→ What you are asked to do: Count the lines in the listing below that contain the string "carriage", treating uppercase and lowercase as different. Reply with the number only.

# # # # #

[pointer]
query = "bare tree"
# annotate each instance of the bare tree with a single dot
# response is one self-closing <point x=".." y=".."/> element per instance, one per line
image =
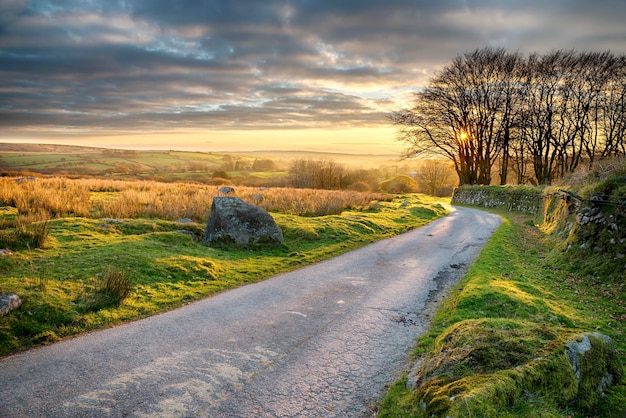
<point x="433" y="175"/>
<point x="546" y="114"/>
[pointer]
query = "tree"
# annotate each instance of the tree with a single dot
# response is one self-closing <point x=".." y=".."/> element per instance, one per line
<point x="434" y="175"/>
<point x="544" y="114"/>
<point x="465" y="114"/>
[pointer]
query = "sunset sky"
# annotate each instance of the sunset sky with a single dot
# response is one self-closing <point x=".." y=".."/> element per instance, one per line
<point x="225" y="75"/>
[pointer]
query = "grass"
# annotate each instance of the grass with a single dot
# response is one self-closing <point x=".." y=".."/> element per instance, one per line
<point x="68" y="288"/>
<point x="519" y="302"/>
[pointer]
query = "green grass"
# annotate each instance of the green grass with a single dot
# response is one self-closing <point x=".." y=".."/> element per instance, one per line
<point x="64" y="285"/>
<point x="520" y="301"/>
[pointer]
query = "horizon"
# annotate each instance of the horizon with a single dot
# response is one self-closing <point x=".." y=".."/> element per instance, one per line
<point x="242" y="75"/>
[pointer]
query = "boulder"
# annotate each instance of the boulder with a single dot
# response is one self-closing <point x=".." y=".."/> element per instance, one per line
<point x="234" y="221"/>
<point x="596" y="366"/>
<point x="9" y="302"/>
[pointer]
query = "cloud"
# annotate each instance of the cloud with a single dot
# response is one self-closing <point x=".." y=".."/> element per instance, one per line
<point x="247" y="64"/>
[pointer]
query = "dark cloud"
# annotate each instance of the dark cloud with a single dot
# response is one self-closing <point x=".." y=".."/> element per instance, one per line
<point x="248" y="64"/>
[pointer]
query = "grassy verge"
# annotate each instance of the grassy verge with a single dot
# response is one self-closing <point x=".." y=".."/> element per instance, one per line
<point x="96" y="273"/>
<point x="518" y="303"/>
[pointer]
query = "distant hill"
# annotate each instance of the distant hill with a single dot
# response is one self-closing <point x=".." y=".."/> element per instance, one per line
<point x="69" y="160"/>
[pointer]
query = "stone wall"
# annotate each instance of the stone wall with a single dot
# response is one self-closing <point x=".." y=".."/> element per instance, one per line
<point x="593" y="223"/>
<point x="518" y="199"/>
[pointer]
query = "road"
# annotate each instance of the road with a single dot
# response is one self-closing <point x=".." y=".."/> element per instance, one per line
<point x="321" y="341"/>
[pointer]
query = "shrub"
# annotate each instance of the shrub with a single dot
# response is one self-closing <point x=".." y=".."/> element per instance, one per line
<point x="114" y="286"/>
<point x="399" y="184"/>
<point x="25" y="231"/>
<point x="359" y="186"/>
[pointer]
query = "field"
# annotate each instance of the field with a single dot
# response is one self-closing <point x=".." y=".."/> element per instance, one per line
<point x="164" y="165"/>
<point x="92" y="253"/>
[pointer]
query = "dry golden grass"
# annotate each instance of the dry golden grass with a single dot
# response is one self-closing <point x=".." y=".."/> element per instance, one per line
<point x="101" y="198"/>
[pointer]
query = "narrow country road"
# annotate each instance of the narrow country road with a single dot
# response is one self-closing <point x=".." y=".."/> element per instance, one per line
<point x="321" y="341"/>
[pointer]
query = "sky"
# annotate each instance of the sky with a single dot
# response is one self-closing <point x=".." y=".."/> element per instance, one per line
<point x="226" y="75"/>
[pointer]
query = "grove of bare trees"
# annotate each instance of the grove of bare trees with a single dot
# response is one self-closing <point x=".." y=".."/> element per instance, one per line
<point x="497" y="113"/>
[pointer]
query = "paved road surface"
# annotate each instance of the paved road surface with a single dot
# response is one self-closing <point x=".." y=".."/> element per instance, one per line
<point x="318" y="342"/>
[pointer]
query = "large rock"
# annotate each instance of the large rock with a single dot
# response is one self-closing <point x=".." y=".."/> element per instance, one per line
<point x="234" y="221"/>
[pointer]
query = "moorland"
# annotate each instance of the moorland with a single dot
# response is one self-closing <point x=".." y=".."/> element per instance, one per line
<point x="100" y="237"/>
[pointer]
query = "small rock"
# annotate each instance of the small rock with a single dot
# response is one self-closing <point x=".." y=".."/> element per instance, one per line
<point x="226" y="190"/>
<point x="187" y="232"/>
<point x="9" y="302"/>
<point x="234" y="221"/>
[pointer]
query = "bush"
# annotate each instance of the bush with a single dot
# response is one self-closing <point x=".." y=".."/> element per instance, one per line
<point x="359" y="186"/>
<point x="110" y="291"/>
<point x="25" y="231"/>
<point x="399" y="184"/>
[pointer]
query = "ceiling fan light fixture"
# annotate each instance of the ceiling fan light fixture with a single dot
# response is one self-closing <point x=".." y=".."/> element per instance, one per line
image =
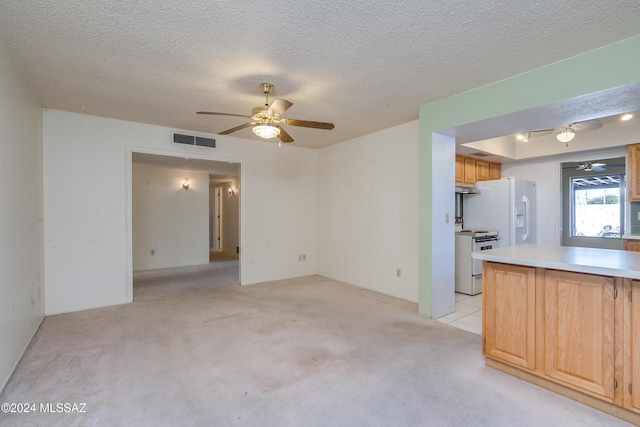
<point x="266" y="130"/>
<point x="565" y="136"/>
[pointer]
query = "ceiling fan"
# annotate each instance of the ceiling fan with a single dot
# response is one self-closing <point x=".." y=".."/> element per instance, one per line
<point x="589" y="166"/>
<point x="266" y="120"/>
<point x="564" y="133"/>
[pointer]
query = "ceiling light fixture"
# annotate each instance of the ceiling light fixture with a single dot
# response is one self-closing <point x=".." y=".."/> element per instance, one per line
<point x="266" y="130"/>
<point x="566" y="135"/>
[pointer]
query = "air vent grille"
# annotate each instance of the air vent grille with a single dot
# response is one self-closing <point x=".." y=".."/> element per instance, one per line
<point x="183" y="139"/>
<point x="179" y="138"/>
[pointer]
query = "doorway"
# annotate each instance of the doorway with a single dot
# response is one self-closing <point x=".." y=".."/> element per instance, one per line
<point x="224" y="236"/>
<point x="169" y="219"/>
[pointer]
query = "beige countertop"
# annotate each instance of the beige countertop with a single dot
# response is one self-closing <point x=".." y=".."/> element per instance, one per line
<point x="606" y="262"/>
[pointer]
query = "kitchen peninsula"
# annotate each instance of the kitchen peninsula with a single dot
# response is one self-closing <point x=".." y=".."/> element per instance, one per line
<point x="567" y="319"/>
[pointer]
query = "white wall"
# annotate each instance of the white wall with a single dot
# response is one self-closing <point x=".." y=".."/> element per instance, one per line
<point x="546" y="172"/>
<point x="169" y="220"/>
<point x="87" y="203"/>
<point x="368" y="211"/>
<point x="21" y="269"/>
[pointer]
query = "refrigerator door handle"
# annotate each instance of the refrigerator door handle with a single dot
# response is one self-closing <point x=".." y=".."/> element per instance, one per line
<point x="527" y="222"/>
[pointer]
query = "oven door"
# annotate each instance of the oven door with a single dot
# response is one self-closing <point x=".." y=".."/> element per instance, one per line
<point x="476" y="269"/>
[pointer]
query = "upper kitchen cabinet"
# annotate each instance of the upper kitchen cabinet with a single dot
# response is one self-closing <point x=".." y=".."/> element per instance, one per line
<point x="469" y="170"/>
<point x="633" y="175"/>
<point x="482" y="170"/>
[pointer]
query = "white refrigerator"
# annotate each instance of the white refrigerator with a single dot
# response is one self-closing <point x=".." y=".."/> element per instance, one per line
<point x="507" y="205"/>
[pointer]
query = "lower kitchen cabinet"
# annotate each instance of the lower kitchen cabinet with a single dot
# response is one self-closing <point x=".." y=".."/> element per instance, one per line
<point x="632" y="345"/>
<point x="509" y="314"/>
<point x="579" y="330"/>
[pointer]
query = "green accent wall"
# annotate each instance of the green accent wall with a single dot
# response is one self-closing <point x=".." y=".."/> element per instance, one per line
<point x="605" y="68"/>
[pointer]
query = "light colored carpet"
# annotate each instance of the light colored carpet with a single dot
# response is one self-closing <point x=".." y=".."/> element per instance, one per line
<point x="302" y="352"/>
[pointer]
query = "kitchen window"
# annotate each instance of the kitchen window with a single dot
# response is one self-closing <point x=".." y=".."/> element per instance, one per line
<point x="593" y="203"/>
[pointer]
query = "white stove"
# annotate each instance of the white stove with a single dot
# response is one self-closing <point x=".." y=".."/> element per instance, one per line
<point x="478" y="233"/>
<point x="468" y="270"/>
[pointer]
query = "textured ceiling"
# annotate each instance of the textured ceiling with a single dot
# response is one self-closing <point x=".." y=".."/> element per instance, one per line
<point x="363" y="65"/>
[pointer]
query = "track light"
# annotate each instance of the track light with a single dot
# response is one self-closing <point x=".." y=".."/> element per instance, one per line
<point x="566" y="135"/>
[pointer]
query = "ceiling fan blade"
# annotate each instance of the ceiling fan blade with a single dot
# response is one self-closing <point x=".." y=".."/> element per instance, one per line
<point x="224" y="114"/>
<point x="228" y="131"/>
<point x="278" y="107"/>
<point x="308" y="124"/>
<point x="284" y="136"/>
<point x="588" y="125"/>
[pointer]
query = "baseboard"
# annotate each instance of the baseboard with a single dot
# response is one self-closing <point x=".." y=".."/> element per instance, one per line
<point x="24" y="350"/>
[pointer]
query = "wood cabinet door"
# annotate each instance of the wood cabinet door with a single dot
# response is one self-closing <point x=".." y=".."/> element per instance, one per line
<point x="508" y="311"/>
<point x="495" y="171"/>
<point x="459" y="169"/>
<point x="579" y="331"/>
<point x="631" y="386"/>
<point x="482" y="170"/>
<point x="469" y="171"/>
<point x="633" y="172"/>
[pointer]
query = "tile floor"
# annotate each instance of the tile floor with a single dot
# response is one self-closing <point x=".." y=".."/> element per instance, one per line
<point x="468" y="314"/>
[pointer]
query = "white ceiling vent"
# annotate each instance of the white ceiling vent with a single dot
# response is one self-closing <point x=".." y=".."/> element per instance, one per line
<point x="179" y="138"/>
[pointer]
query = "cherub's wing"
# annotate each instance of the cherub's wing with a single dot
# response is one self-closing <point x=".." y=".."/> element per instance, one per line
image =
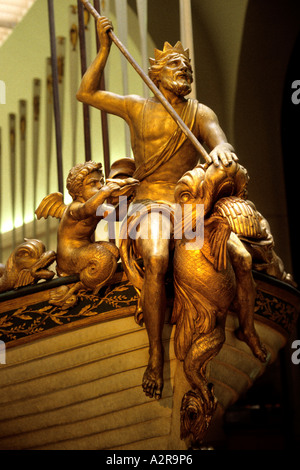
<point x="53" y="205"/>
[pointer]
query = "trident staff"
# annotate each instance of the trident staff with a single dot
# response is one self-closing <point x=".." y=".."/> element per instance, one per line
<point x="152" y="86"/>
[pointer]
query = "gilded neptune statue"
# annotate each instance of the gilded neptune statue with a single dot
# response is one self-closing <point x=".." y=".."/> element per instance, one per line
<point x="162" y="155"/>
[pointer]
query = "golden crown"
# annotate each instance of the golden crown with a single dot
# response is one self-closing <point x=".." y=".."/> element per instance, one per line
<point x="169" y="49"/>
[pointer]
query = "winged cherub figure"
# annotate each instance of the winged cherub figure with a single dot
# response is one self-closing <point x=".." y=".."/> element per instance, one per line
<point x="94" y="261"/>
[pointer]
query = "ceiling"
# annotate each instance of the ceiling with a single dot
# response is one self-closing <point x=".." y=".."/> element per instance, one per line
<point x="11" y="13"/>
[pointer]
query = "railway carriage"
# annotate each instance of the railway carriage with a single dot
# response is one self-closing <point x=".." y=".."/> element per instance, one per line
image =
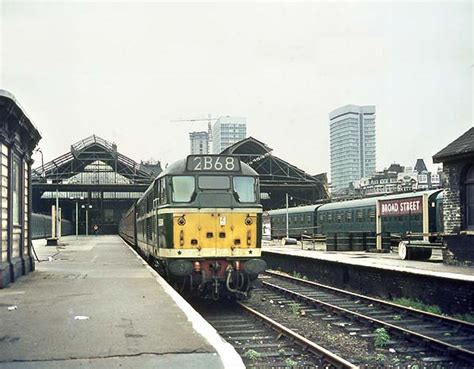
<point x="200" y="222"/>
<point x="352" y="225"/>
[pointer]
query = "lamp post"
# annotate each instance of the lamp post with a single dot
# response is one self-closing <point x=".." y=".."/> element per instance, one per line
<point x="77" y="214"/>
<point x="287" y="222"/>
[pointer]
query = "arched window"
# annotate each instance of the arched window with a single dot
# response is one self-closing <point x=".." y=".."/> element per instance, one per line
<point x="469" y="183"/>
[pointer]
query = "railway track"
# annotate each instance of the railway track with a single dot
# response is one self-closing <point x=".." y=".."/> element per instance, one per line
<point x="438" y="339"/>
<point x="264" y="343"/>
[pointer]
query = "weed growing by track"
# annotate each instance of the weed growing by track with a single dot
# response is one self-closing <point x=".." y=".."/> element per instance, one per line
<point x="381" y="337"/>
<point x="416" y="304"/>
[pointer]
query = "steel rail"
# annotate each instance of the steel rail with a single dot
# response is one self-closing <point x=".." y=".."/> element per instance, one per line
<point x="404" y="331"/>
<point x="327" y="355"/>
<point x="374" y="300"/>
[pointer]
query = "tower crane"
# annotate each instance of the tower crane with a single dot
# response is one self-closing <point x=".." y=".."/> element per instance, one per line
<point x="209" y="120"/>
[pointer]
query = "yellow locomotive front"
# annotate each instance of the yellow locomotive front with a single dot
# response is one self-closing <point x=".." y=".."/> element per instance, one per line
<point x="207" y="236"/>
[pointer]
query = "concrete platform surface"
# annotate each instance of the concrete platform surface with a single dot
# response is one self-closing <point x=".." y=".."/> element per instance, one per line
<point x="391" y="261"/>
<point x="94" y="304"/>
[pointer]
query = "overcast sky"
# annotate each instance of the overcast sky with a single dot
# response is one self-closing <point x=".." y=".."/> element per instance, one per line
<point x="124" y="70"/>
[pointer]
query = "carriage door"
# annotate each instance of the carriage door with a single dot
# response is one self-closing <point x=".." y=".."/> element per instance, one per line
<point x="469" y="183"/>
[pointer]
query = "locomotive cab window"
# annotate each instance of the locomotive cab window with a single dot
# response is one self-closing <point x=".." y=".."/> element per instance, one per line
<point x="213" y="182"/>
<point x="183" y="188"/>
<point x="244" y="189"/>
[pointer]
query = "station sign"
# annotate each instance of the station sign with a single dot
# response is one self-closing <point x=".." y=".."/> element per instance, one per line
<point x="396" y="207"/>
<point x="212" y="163"/>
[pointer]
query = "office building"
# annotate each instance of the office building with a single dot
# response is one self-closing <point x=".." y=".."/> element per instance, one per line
<point x="227" y="131"/>
<point x="352" y="135"/>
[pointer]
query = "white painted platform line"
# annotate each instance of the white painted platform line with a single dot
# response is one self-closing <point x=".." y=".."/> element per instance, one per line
<point x="230" y="358"/>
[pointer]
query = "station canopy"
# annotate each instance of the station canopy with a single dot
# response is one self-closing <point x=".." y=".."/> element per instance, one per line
<point x="94" y="173"/>
<point x="278" y="177"/>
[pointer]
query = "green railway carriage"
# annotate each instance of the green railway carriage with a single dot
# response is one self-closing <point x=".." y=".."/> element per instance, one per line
<point x="200" y="222"/>
<point x="352" y="225"/>
<point x="301" y="220"/>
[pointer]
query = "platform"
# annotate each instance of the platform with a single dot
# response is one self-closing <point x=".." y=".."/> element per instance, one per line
<point x="382" y="275"/>
<point x="391" y="261"/>
<point x="94" y="303"/>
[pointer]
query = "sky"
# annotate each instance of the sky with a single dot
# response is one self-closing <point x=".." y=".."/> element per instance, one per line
<point x="124" y="70"/>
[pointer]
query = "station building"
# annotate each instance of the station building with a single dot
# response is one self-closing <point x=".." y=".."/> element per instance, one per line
<point x="18" y="138"/>
<point x="278" y="178"/>
<point x="458" y="199"/>
<point x="94" y="183"/>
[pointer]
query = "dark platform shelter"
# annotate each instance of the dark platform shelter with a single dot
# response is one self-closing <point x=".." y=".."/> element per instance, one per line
<point x="278" y="177"/>
<point x="95" y="184"/>
<point x="18" y="138"/>
<point x="458" y="200"/>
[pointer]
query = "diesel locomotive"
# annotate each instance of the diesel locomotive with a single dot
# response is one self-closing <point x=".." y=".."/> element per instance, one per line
<point x="200" y="223"/>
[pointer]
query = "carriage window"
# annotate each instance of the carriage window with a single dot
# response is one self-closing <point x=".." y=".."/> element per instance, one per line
<point x="244" y="188"/>
<point x="163" y="197"/>
<point x="214" y="182"/>
<point x="183" y="188"/>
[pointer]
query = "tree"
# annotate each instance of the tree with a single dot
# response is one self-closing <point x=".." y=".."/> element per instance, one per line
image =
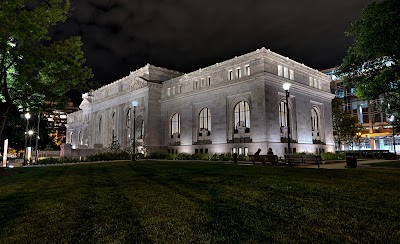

# # # # #

→ Problem solution: 8